**DOCUMENT SEGMENT:**
HOW STUDENTS LEARN

GTC Blog: Week One, Fall Quarter 2016
Contributed by: Gabe LaHue

Our fall quarter Graduate Teaching Community (GTC) series is based off of “The TA’s Guide to Effective Teaching at UC Davis” and is focused on the fundamentals of college teaching, from understanding your students to assessments of student learning to classroom management. During the first week’s meeting, I focused on a central question under the larger umbrella of understanding our students: How do students learn? While answering this complicated question could easily dominate someone’s entire career (and indeed there are a multitude of researchers, teachers, and philosophers whose careers have been devoted to this), we only had an hour.
We started by brainstorming what associations this question brought to mind. Personally, I thought of learning types (visual learners, auditory learners, kinesthetic learners), passive v. active learning, and learning theories immediately, and many of the other participants had similar concepts spring to mind. From there, we touched briefly on each of these concepts, exploring where myths may overshadow the reality and where grains of truth might be found. It turns out that according to a recent article published in Nature Neuroscience Reviews, the idea that there are concrete learning types and that students respond better to instruction in their learning style is a myth, but one that is believed by over 95% of teachers in the five different countries surveyed. This sentiment was echoed by a majority of the nine experts that opined in an article on the Edutopiaรข site of the George Lucas Educational Foundation. So why do so many of us agree believe in the idea of learning styles or associate a particular style with ourselves? Our conclusion was that some elements of the idea of preferential learning styles may be true – I for example, can immediately remember someone’s name when I see it written, but will forget it multiple times when I just hear it – but that problems arise when we try to lump people into categories and teach to a specific category, assuming that they can only get information in that way. Our solution? Incorporate visual, auditory, and kinesthetic activities into your lesson plans so that all students are getting the material in a variety of ways, which is likely to be helpful for both retention and engagement.

**ENTRIES:**
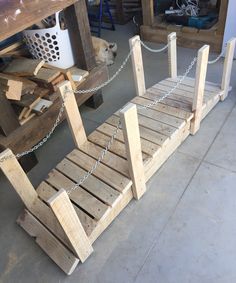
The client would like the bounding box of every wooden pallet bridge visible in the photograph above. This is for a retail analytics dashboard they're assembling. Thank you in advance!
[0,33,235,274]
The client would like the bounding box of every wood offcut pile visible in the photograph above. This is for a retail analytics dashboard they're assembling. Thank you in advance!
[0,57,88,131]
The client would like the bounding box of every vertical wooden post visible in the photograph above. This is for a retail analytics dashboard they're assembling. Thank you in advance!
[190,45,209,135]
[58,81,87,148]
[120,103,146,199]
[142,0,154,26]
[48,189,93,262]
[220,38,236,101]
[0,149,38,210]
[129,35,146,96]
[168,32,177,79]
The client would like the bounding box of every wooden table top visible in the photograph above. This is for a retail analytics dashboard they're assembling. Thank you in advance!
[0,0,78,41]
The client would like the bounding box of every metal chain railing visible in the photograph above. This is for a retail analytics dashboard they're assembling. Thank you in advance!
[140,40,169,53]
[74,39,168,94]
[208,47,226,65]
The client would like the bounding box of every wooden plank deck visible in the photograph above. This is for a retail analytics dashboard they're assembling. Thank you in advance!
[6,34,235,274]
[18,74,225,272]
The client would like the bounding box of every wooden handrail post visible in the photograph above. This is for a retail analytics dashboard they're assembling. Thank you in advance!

==

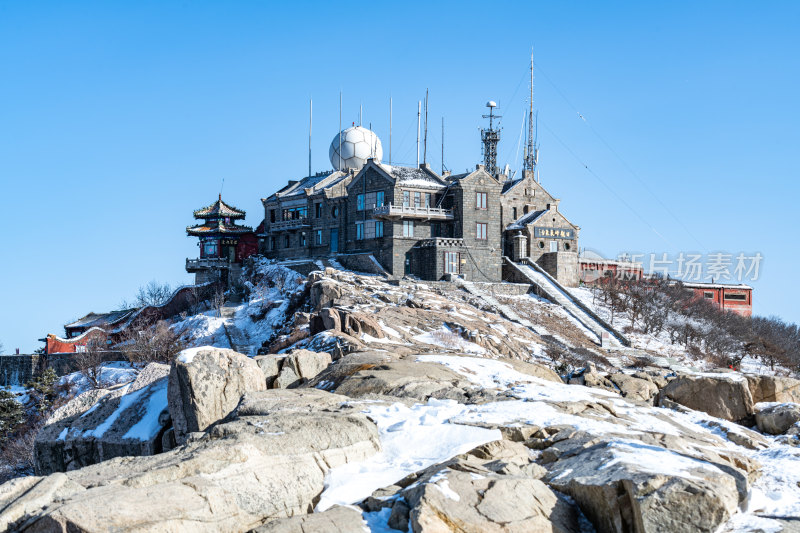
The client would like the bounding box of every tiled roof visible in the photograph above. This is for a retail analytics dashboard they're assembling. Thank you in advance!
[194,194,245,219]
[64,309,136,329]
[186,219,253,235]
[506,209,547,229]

* * *

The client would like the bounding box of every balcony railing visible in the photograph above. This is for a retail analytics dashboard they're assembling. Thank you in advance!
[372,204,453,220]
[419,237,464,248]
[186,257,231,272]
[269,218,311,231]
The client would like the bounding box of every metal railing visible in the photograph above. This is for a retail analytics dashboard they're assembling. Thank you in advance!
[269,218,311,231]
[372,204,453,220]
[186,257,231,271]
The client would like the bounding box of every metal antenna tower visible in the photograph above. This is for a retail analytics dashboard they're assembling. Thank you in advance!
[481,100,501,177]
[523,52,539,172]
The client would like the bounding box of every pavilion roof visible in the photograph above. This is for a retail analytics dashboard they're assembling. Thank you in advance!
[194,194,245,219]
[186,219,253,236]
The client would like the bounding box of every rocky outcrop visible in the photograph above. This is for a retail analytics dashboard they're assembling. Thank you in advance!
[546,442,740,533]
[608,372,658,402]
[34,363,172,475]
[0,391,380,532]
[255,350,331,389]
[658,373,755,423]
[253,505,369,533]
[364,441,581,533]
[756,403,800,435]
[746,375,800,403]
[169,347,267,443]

**TO DO:**
**A)** Answer these questions using the blog post on how students learn:
(i) What guide is the fall quarter Graduate Teaching Community series based on?
(ii) How much time did the first week's meeting have for the question of how students learn?
(iii) According to the article in Nature Neuroscience Reviews, what share of teachers in the surveyed countries believe the learning-types myth?
**B)** Extract the passage of the blog post on how students learn between "HOW STUDENTS LEARN" and "had an hour.", inclusive.

**ANSWERS PER TASK:**
**A)**
(i) "The TA’s Guide to Effective Teaching at UC Davis"
(ii) An hour
(iii) Over 95% of teachers in the five countries surveyed

**B)**
HOW STUDENTS LEARN

GTC Blog: Week One, Fall Quarter 2016
Contributed by: Gabe LaHue

Our fall quarter Graduate Teaching Community (GTC) series is based off of “The TA’s Guide to Effective Teaching at UC Davis” and is focused on the fundamentals of college teaching, from understanding your students to assessments of student learning to classroom management. During the first week’s meeting, I focused on a central question under the larger umbrella of understanding our students: How do students learn? While answering this complicated question could easily dominate someone’s entire career (and indeed there are a multitude of researchers, teachers, and philosophers whose careers have been devoted to this), we only had an hour.